___ TASK DATA

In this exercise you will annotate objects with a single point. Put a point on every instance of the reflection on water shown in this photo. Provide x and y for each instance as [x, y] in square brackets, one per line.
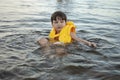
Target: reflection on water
[22, 22]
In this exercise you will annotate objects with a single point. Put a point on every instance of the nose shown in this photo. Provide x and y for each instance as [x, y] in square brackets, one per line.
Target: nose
[59, 24]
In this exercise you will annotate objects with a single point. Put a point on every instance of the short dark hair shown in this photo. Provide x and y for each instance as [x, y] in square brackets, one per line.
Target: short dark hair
[58, 14]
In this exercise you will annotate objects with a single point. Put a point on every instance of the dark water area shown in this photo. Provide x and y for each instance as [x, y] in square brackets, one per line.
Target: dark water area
[22, 22]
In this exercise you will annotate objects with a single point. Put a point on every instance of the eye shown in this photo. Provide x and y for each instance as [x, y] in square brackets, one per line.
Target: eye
[55, 22]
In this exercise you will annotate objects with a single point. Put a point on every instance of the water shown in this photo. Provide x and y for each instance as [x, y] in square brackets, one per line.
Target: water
[23, 21]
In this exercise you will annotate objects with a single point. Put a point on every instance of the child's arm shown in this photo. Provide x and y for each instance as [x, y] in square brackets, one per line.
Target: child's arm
[73, 35]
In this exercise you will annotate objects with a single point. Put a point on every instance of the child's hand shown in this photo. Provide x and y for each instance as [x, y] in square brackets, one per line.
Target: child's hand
[91, 44]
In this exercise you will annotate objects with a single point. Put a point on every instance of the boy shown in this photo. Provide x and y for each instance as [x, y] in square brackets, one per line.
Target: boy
[63, 32]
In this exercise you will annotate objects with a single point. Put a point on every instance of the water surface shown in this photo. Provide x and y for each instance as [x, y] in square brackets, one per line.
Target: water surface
[22, 22]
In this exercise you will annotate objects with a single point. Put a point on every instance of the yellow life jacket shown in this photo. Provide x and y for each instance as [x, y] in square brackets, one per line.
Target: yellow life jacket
[64, 35]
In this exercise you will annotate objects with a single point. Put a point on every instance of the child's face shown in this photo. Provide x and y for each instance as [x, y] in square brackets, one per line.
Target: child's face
[58, 24]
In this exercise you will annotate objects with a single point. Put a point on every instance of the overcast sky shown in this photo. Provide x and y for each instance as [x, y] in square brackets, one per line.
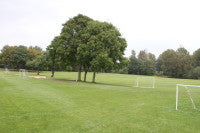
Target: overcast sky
[153, 25]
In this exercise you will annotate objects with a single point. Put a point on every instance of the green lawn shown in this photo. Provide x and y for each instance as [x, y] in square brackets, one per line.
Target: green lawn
[112, 105]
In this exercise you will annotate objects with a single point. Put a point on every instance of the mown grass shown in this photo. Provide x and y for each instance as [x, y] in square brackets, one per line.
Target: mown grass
[59, 104]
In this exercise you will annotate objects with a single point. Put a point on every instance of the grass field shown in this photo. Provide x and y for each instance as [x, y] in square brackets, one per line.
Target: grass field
[112, 105]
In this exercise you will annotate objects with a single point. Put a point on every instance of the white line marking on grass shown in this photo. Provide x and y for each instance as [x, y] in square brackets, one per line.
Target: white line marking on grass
[30, 115]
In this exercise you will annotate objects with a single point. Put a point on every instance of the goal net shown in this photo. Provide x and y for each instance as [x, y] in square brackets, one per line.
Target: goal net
[145, 82]
[187, 96]
[23, 73]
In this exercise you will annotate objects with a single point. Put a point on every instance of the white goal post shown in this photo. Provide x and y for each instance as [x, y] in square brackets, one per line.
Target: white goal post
[142, 82]
[188, 92]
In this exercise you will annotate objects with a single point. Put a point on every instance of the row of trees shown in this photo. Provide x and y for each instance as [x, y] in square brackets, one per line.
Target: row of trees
[88, 45]
[171, 63]
[83, 44]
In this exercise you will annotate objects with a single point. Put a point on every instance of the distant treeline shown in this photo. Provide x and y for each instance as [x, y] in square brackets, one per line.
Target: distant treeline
[87, 45]
[176, 64]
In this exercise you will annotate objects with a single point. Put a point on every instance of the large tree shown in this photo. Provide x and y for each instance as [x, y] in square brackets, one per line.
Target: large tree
[39, 63]
[71, 37]
[143, 65]
[196, 58]
[54, 54]
[105, 47]
[7, 55]
[184, 63]
[169, 59]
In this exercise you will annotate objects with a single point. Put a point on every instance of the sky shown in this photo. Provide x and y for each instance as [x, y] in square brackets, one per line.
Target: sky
[152, 25]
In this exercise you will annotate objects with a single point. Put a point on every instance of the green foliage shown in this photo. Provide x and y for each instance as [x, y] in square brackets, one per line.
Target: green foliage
[195, 73]
[176, 63]
[21, 56]
[7, 55]
[106, 46]
[196, 58]
[88, 44]
[39, 63]
[143, 65]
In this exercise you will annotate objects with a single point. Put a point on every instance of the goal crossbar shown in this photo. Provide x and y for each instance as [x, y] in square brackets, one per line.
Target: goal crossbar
[188, 92]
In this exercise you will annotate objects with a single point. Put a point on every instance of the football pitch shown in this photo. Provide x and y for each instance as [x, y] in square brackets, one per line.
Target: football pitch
[112, 105]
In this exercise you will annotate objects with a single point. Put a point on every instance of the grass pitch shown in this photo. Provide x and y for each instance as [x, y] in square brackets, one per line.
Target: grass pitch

______

▶ WHAT IS BEING ASKED: Output the entries above exactly, without their pictures.

▶ OUTPUT FOR THIS EXERCISE:
In this exercise you will annotate objects with a single point. Put a point on every instance of the reflection on water shown in this photo. Provide x and y for each instance as [x, y] in square brackets, one per line.
Target: reflection on water
[22, 22]
In this exercise you will annotate objects with a single point. Put a point on every instance of the nose shown in this photo. Provide x and y for each instance as [x, y] in square brackets, one per line.
Target: nose
[59, 24]
In this exercise you will annotate objects with a single point. Put a point on every instance of the short dark hair shown in this photo. Provide x and y for each instance as [x, y] in square brackets, one per line.
Target: short dark hair
[58, 14]
In this exercise you will annotate objects with a single point. Put a point on every instance of the dark water area shown in this photo. Provide x and y for each instance as [x, y] in square brackets, one per line.
Target: dark water area
[22, 22]
In this exercise you will annotate objects with a single point. Put a point on every instance of the eye shown in this photo. Provide x and y for each instance as [x, y] in square brackets, one per line.
Target: eye
[55, 22]
In this exercise you will annotate objects with a single point. Put a point on every instance of the water shown in this photo. Provide x and y for each instance as [x, y] in square brackets, one per line.
Target: water
[23, 21]
In this exercise you will annotate objects with a single point. Put a point on every instance of the child's arm shown in this photo. Provide x and y for each instance as [x, y] in square brackets, one per line.
Target: child's arm
[73, 35]
In this exercise you will annotate objects with a single point. Put a point on every instance of the child's hand shown in this photo. Provide x and y for each instance as [x, y] in square brackets, one per line.
Target: child's hand
[91, 44]
In this exercise you will annotate objects with a single point. Put a point on every instance of the boy shown in this photo. Provide x and y for each instance as [x, y] in square brackets, one per line.
Target: boy
[63, 32]
In this exercise you will annotate objects with a single point. Put a point on every instance of the water surface shown in this photo. Provide x and y for each instance as [x, y] in square brackets, one per line.
Target: water surface
[22, 22]
In this exercise you will annotate objects with a single point. Put a point on every instance of the yellow life jacket shown in this photo. Provide x and y for each instance as [x, y] in square brackets, one per line.
Target: yellow life jacket
[64, 35]
In this exercise you will annotate objects with a single point. Put a point on every instance of the child's face shown in this photo. Provide x and y for each instance as [x, y] in square brackets, one per line.
Target: child's face
[58, 24]
In this exercise you will annotate objects with a single point. Put a point on every instance of the overcast sky shown in this photo. Provide x and y for each instance as [x, y] in square brackets, one per line.
Target: overcast sky
[153, 25]
In this exercise you will annotate objects with a single point. Put a point on every instance of the green lawn shown in this photo. Provide x and y for each instance as [x, y] in square brackets, one per line.
Target: green lawn
[112, 105]
In this exercise you will annotate objects with a single point. Put a point on every instance of the mown grass shown in this photo. Provide x and y for each instance as [x, y] in square brackets, one per line.
Target: mown grass
[59, 104]
In this exercise you will annotate objects with a single point. Put a point on every instance of the grass field shown in this photo. Provide x and y for each instance as [x, y] in square brackets, one per line.
Target: grass field
[112, 105]
In this exercise you will annotate objects with a single point. Put a point on every instance of the white line marking on grass shown in this photo. Provide x and y for each instance as [x, y] in square brackets, one per line.
Target: white line marking on grass
[30, 115]
In this exercise you will annotate objects with a single point. Put a point on every instance of the goal net shown in this photo. Provide x and y for each instance as [x, y] in square brackets, one per line.
Target: goal net
[145, 82]
[187, 96]
[23, 73]
In this exercise you will annotate objects with a single point. Put a point on every instance of the white goal post shown in this photo. Provide x and y for each instance as [x, y] in square brackets, one per line.
Target: white goal post
[142, 82]
[188, 92]
In this exercise you will annotate objects with a single point. Put a point on every instance of the row of trees shown in this photo. Provide x and y for each instance as [x, y] in square brackets, one per line.
Target: row of trees
[88, 45]
[171, 63]
[83, 44]
In this exercise you will annotate objects with a single point. Put a point on every instance of the distant treeline shown in this photo. Provide x and y for each instance as [x, y] in square brackets, one per line.
Target: distant treeline
[87, 45]
[176, 64]
In this exercise you will annotate objects with a single point. Put a point on every instance of the large tree shown in this photo. Provide x and y for each instance as [x, y] in square brackets, one per line.
Target: large tree
[39, 63]
[71, 37]
[143, 65]
[196, 58]
[54, 54]
[105, 47]
[7, 55]
[184, 63]
[169, 59]
In this exercise you will annotate objects with a single point. Put a point on every instance of the sky shown in this photo. Provide x and y for each instance as [x, y] in square brackets, one per line.
Target: sky
[152, 25]
In this exercise you will annotate objects with a single point. Put a point on every instance of the green foliage shown in this photo. Provide x and y for each instance as [x, y] in square brackets, one per line.
Target: green foliage
[195, 73]
[176, 63]
[21, 56]
[7, 55]
[106, 46]
[196, 58]
[88, 44]
[39, 63]
[143, 65]
In this exercise you will annotate objects with a single point. Put a point on every instance of the goal crossbar shown in this photo. Provide x and y for each instance as [x, y] in square brackets, one per line.
Target: goal crossbar
[188, 92]
In this exercise you will annotate objects with a single point. Put a point on every instance of the football pitch shown in this photo. Provide x and y for each instance as [x, y] in square brackets, one per line.
Target: football pitch
[112, 105]
In this exercise you will annotate objects with a single point. Put a point on every instance of the grass pitch shown in this photo. Provide x and y for each instance as [x, y] in square brackets, one per line.
Target: grass pitch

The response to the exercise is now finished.